▶ Article
# What Are ‘Drive-by’ ADA Lawsuits?



## mark handler (Dec 18, 2016)

What Are ‘Drive-by’ ADA Lawsuits?
http://www.care2.com/causes/what-are-drive-by-ada-lawsuits.html

A recent 60 Minutes segment anchored by Anderson Cooper revived a canard that’s painfully familiar to members of the disability community: the menace of “drive-by ADA lawsuits.”

In the segment, viewers learned about disabled people and lawyers who cruise around looking for obvious Americans with Disabilities Act, or ADA, violations and sue innocent businesses that may not even be aware that they’re violating the law.

The story made it sound like people file these “nuisance lawsuits” for profit, but some disabled people felt it didn’t tell the whole story.

Disability rights lawyers also raised concerns about how the issue was portrayed, noting that some people attempt to negotiate accessibility-related cases before taking them to court. The truth of how and why lawsuits related to the ADA happen is complicated, and the wild ride starts in 1990.

In that year, President George H.W. Bush signed the Americans with Disabilities Act into law. The groundbreaking legislation had immense scope, with the aim to increase participation in society by disabled people and address discriminatory practices.

The ADA set forth a number of civil rights protections, including barring discrimination in housing and employment. It also created a broad set of general accessibility standards for the built environment to ensure that wheelchair users, cane users and others with mobility impairments can get around more easily.

Imagine not being able to enter courthouses, polling places, post offices or government buildings. Consider never knowing if you could access public pools, grocery stores, restaurants or libraries.

Prior to the ADA, accessibility depended on state and local codes, as well as the kindness of a building owner’s heart. After the ADA, people were required to make structures fully accessible.

There’s a catch, though: The only way to enforce the ADA is with a lawsuit. 26 suits later, inaccessibility is still a widespread problem — even in disability rights strongholds like Berkeley, Ca.

While disabled people can and do reach out with requests in person, over the phone and via letter, officials and business owners don’t necessarily listen — or care. Some aren’t aware of their ADA responsibilities and others don’t want to take action to address them.

They also may not be aware of their ADA rights, like the allowances for business owners who can prove that an accessibility modification would pose an undue burden for them. If, for example, a small business would need to complete thousands of dollars worth of work to modify their building, they’d likely be protected under the undue burden clause.

When people don’t listen, disabled individuals are left with the next option: filing a lawsuit.

Sometimes, they go through the Department of Justice, which has been particularly assertive about ADA-related issues under the Obama Administration. The DOJ, however, only sues when a case is large, complex and likely to set a precedent.

Disabled people who simply want to be able to buy groceries, or to make their communities as a whole more accessible, may be forced to sue to get people to pay attention.

There is some evidence in certain areas that not all of these lawsuits are purely in the public interest, but it’s not as simple as declaring that most ADA-related lawsuits are frivolous or should be prevented.

Colorado lawmaker Ken Buck is proposing state legislation that would act like a fix-it ticket approach for accessibility, requiring businesses to make a good faith effort to fix an issue in response to a demand letter before people could file lawsuits.

Part of a data file
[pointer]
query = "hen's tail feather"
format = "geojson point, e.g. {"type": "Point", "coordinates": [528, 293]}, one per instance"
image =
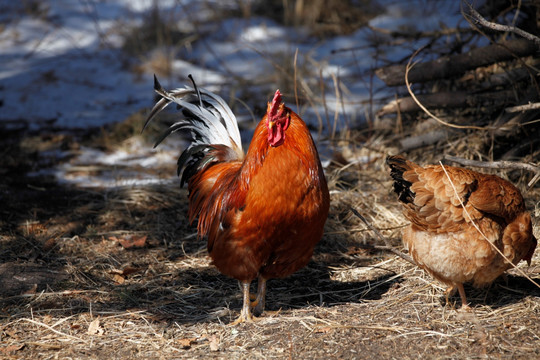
{"type": "Point", "coordinates": [398, 165]}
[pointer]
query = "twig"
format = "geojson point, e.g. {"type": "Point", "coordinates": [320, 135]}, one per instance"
{"type": "Point", "coordinates": [388, 246]}
{"type": "Point", "coordinates": [471, 220]}
{"type": "Point", "coordinates": [407, 69]}
{"type": "Point", "coordinates": [501, 164]}
{"type": "Point", "coordinates": [499, 27]}
{"type": "Point", "coordinates": [526, 107]}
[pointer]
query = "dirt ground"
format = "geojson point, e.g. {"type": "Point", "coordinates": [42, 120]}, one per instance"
{"type": "Point", "coordinates": [119, 273]}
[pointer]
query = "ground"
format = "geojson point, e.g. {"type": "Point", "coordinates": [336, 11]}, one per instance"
{"type": "Point", "coordinates": [100, 273]}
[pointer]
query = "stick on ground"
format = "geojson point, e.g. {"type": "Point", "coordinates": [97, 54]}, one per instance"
{"type": "Point", "coordinates": [388, 246]}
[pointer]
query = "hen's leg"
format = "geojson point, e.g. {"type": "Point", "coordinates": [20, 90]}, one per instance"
{"type": "Point", "coordinates": [464, 305]}
{"type": "Point", "coordinates": [258, 304]}
{"type": "Point", "coordinates": [448, 292]}
{"type": "Point", "coordinates": [245, 314]}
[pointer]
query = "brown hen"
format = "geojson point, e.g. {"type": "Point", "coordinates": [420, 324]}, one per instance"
{"type": "Point", "coordinates": [459, 218]}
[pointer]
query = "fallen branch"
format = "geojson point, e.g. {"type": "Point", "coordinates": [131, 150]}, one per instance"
{"type": "Point", "coordinates": [526, 107]}
{"type": "Point", "coordinates": [478, 19]}
{"type": "Point", "coordinates": [388, 246]}
{"type": "Point", "coordinates": [447, 100]}
{"type": "Point", "coordinates": [425, 139]}
{"type": "Point", "coordinates": [455, 65]}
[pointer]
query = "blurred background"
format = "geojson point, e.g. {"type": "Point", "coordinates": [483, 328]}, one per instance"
{"type": "Point", "coordinates": [88, 206]}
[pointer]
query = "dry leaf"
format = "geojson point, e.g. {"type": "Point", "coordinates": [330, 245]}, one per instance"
{"type": "Point", "coordinates": [119, 279]}
{"type": "Point", "coordinates": [129, 270]}
{"type": "Point", "coordinates": [30, 291]}
{"type": "Point", "coordinates": [132, 241]}
{"type": "Point", "coordinates": [186, 343]}
{"type": "Point", "coordinates": [49, 244]}
{"type": "Point", "coordinates": [214, 343]}
{"type": "Point", "coordinates": [11, 348]}
{"type": "Point", "coordinates": [94, 328]}
{"type": "Point", "coordinates": [324, 329]}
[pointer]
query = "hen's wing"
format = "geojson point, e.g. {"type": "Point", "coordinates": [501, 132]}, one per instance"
{"type": "Point", "coordinates": [433, 198]}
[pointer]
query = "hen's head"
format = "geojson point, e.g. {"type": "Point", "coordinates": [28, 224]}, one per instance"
{"type": "Point", "coordinates": [530, 253]}
{"type": "Point", "coordinates": [278, 119]}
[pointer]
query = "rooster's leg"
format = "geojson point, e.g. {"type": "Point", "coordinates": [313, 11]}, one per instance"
{"type": "Point", "coordinates": [464, 305]}
{"type": "Point", "coordinates": [258, 304]}
{"type": "Point", "coordinates": [245, 314]}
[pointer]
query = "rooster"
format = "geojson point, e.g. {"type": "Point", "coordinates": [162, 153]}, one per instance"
{"type": "Point", "coordinates": [263, 212]}
{"type": "Point", "coordinates": [460, 221]}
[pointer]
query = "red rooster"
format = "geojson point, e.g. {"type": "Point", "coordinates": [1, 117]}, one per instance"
{"type": "Point", "coordinates": [263, 212]}
{"type": "Point", "coordinates": [459, 218]}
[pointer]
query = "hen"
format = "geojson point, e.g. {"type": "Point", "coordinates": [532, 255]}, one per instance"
{"type": "Point", "coordinates": [263, 212]}
{"type": "Point", "coordinates": [443, 237]}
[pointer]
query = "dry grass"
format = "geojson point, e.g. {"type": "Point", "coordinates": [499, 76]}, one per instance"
{"type": "Point", "coordinates": [80, 293]}
{"type": "Point", "coordinates": [165, 300]}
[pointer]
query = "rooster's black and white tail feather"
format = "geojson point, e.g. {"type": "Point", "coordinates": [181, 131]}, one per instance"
{"type": "Point", "coordinates": [210, 121]}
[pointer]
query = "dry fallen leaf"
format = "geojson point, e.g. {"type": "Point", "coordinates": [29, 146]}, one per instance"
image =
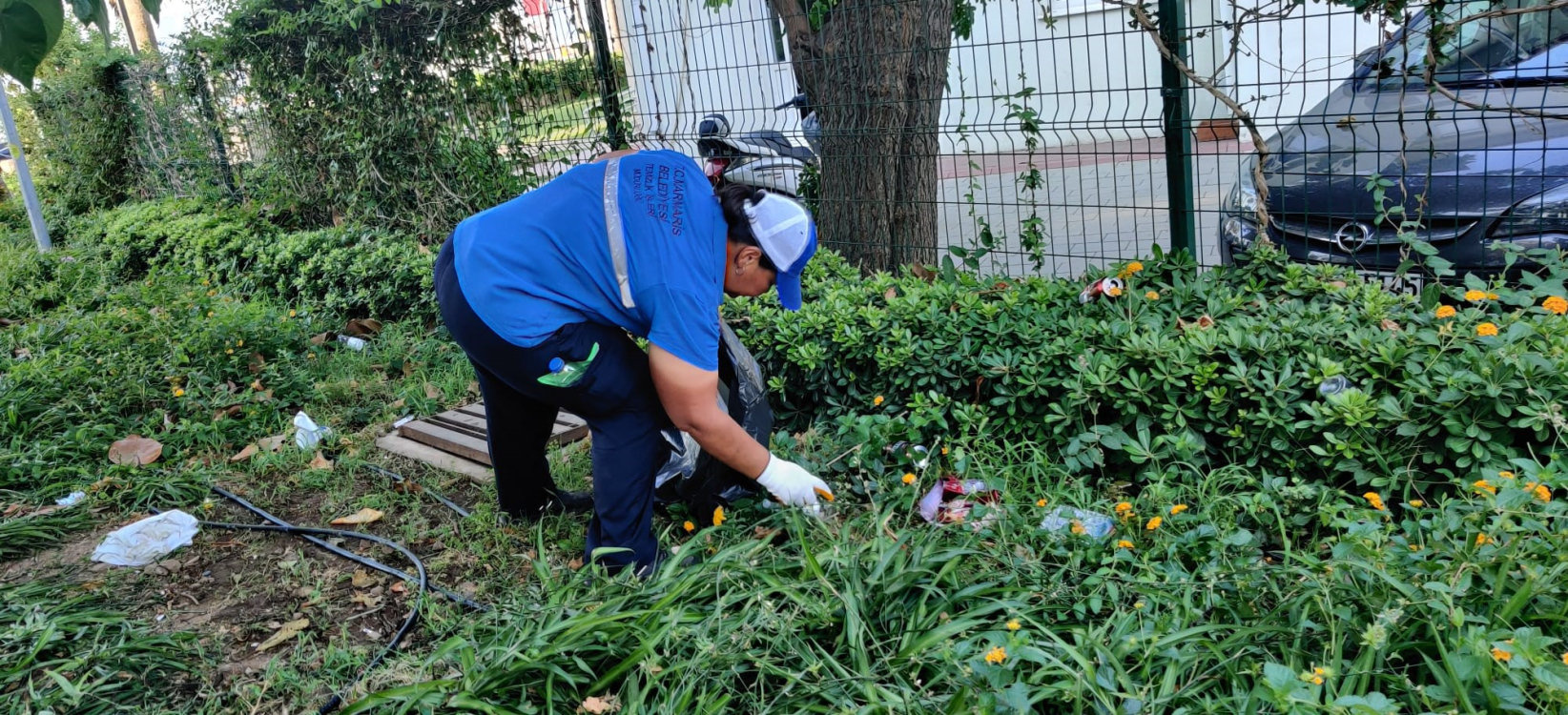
{"type": "Point", "coordinates": [135, 450]}
{"type": "Point", "coordinates": [287, 631]}
{"type": "Point", "coordinates": [601, 705]}
{"type": "Point", "coordinates": [362, 516]}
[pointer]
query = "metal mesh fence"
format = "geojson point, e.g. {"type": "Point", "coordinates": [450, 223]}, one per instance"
{"type": "Point", "coordinates": [1025, 136]}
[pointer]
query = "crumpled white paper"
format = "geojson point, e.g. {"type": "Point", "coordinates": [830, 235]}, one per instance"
{"type": "Point", "coordinates": [148, 540]}
{"type": "Point", "coordinates": [308, 433]}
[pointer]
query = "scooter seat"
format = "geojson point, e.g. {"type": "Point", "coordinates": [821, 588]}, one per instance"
{"type": "Point", "coordinates": [778, 143]}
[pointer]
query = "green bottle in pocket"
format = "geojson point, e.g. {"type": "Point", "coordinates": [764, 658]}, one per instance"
{"type": "Point", "coordinates": [567, 374]}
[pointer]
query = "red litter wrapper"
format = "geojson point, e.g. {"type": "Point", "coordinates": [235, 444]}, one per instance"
{"type": "Point", "coordinates": [1105, 286]}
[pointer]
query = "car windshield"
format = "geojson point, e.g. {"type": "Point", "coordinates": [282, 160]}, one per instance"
{"type": "Point", "coordinates": [1477, 49]}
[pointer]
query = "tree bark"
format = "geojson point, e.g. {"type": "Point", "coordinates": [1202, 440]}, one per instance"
{"type": "Point", "coordinates": [876, 74]}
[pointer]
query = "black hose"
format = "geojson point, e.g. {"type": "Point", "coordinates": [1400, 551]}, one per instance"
{"type": "Point", "coordinates": [408, 623]}
{"type": "Point", "coordinates": [345, 552]}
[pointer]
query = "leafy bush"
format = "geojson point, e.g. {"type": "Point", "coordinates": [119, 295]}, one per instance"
{"type": "Point", "coordinates": [1222, 369]}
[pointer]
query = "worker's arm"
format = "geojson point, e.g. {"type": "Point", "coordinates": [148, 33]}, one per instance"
{"type": "Point", "coordinates": [691, 398]}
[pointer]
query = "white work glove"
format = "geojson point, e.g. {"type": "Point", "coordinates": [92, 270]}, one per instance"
{"type": "Point", "coordinates": [791, 483]}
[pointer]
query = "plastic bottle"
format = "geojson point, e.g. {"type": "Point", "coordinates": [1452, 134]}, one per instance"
{"type": "Point", "coordinates": [567, 374]}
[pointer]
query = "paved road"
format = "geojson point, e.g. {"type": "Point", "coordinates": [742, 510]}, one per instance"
{"type": "Point", "coordinates": [1109, 206]}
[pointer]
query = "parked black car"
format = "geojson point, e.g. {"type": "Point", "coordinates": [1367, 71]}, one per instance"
{"type": "Point", "coordinates": [1470, 176]}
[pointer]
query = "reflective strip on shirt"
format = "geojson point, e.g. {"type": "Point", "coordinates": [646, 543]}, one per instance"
{"type": "Point", "coordinates": [611, 225]}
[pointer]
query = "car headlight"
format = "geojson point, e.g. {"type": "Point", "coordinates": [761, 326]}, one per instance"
{"type": "Point", "coordinates": [1538, 221]}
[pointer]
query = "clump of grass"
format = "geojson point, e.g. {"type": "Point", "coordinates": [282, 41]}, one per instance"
{"type": "Point", "coordinates": [65, 651]}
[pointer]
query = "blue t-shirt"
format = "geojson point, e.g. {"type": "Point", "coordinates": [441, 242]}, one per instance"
{"type": "Point", "coordinates": [543, 260]}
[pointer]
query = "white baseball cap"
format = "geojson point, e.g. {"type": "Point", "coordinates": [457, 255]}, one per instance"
{"type": "Point", "coordinates": [788, 235]}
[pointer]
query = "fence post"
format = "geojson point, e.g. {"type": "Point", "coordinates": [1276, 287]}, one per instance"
{"type": "Point", "coordinates": [601, 65]}
{"type": "Point", "coordinates": [1176, 119]}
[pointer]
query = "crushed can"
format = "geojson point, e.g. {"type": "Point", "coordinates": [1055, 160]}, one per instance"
{"type": "Point", "coordinates": [1105, 286]}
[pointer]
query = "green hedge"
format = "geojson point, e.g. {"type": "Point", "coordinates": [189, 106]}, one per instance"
{"type": "Point", "coordinates": [345, 270]}
{"type": "Point", "coordinates": [1118, 388]}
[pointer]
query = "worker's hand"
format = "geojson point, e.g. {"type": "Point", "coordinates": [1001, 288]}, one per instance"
{"type": "Point", "coordinates": [791, 483]}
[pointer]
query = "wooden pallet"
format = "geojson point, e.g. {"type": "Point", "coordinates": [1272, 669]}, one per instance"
{"type": "Point", "coordinates": [462, 432]}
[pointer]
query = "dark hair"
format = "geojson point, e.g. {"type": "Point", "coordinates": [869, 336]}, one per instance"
{"type": "Point", "coordinates": [732, 199]}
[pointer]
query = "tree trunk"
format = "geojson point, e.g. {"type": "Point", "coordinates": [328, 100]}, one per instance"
{"type": "Point", "coordinates": [876, 72]}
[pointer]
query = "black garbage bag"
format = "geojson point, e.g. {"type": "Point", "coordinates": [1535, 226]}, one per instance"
{"type": "Point", "coordinates": [698, 480]}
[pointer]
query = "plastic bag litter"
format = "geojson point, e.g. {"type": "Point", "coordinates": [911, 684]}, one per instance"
{"type": "Point", "coordinates": [308, 433]}
{"type": "Point", "coordinates": [1093, 522]}
{"type": "Point", "coordinates": [696, 479]}
{"type": "Point", "coordinates": [148, 540]}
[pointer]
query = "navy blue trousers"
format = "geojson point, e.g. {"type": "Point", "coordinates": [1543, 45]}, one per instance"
{"type": "Point", "coordinates": [615, 396]}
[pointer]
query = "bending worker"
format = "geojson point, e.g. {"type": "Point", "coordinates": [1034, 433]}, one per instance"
{"type": "Point", "coordinates": [542, 292]}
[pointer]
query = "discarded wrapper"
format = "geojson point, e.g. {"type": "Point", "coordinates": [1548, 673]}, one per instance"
{"type": "Point", "coordinates": [1105, 286]}
{"type": "Point", "coordinates": [148, 540]}
{"type": "Point", "coordinates": [952, 499]}
{"type": "Point", "coordinates": [1093, 524]}
{"type": "Point", "coordinates": [308, 433]}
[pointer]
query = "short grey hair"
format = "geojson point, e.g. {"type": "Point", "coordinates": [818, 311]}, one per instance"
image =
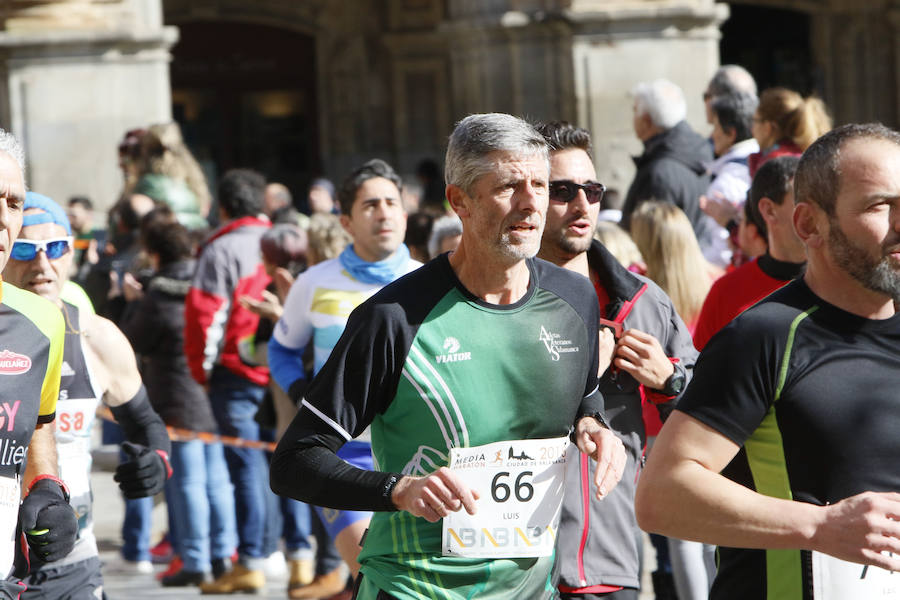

▶ Problem to work on
Update the drive-by ADA lawsuits article between "They also may" and "to pay attention.", inclusive, by changing "undue burden" to "undue hardship" and writing out that passage.

▶ Output of the task
They also may not be aware of their ADA rights, like the allowances for business owners who can prove that an accessibility modification would pose an undue hardship for them. If, for example, a small business would need to complete thousands of dollars worth of work to modify their building, they’d likely be protected under the undue hardship clause.

When people don’t listen, disabled individuals are left with the next option: filing a lawsuit.

Sometimes, they go through the Department of Justice, which has been particularly assertive about ADA-related issues under the Obama Administration. The DOJ, however, only sues when a case is large, complex and likely to set a precedent.

Disabled people who simply want to be able to buy groceries, or to make their communities as a whole more accessible, may be forced to sue to get people to pay attention.